# [Problem details]
Swap "photograph" for "image" throughout the records below and write them out again with nothing else changed, leaving the pictures out.
━━ The data
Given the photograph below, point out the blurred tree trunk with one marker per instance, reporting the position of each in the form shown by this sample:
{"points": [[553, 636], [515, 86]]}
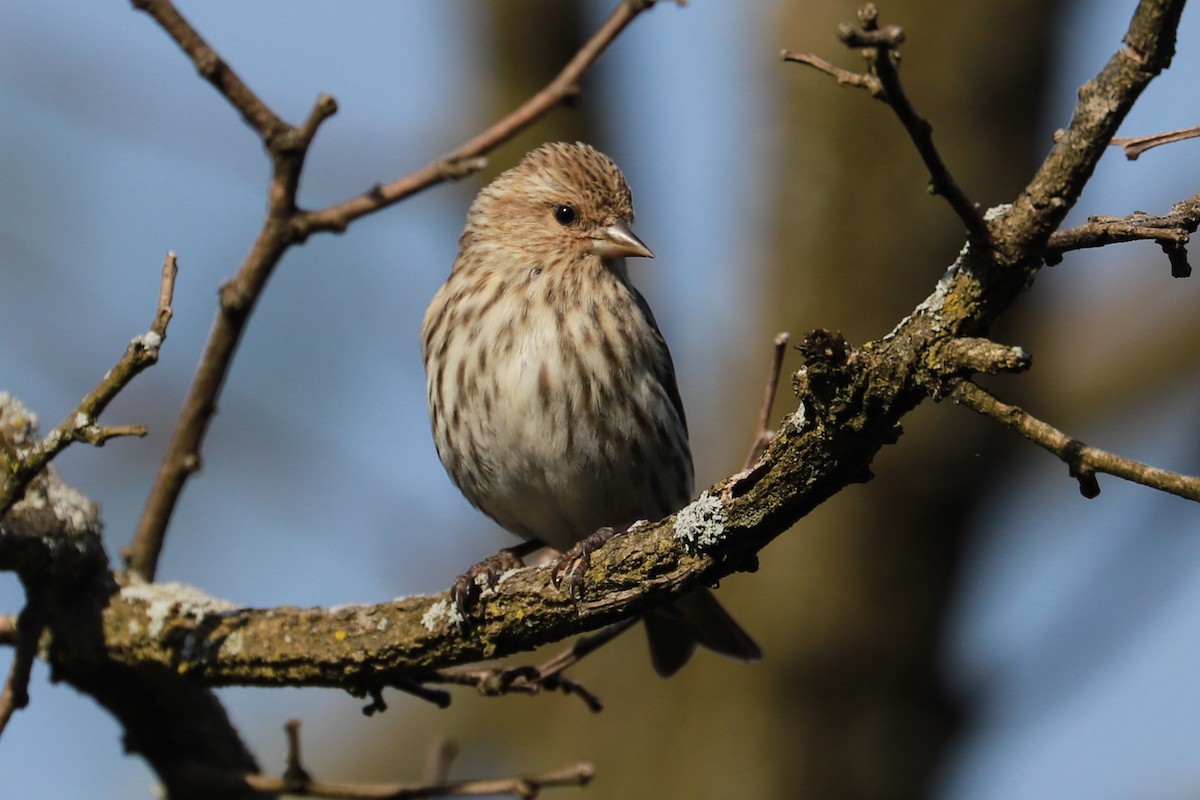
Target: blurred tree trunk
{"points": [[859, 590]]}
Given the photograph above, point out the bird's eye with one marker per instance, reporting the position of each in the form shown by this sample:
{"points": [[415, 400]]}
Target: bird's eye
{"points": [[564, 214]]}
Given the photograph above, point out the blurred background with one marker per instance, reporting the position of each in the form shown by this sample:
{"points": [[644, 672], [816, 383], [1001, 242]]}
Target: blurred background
━━━━
# [The solution]
Given the image below, point out the blurred tree trunk with one marker per instance, reporting the position of each in the form shown by this sample:
{"points": [[553, 636], [515, 86]]}
Target: blurred tree trunk
{"points": [[859, 590]]}
Given the image above, point out the bird's eye with one marker per instance, reporting the position of each in the form shown by this sample:
{"points": [[415, 400]]}
Target: bird's eye
{"points": [[564, 214]]}
Given the image above, point out the blurred background with one marker per instance, reporting the position of each in the form shown by this sample:
{"points": [[644, 672], [816, 383], [1001, 242]]}
Target: blurred background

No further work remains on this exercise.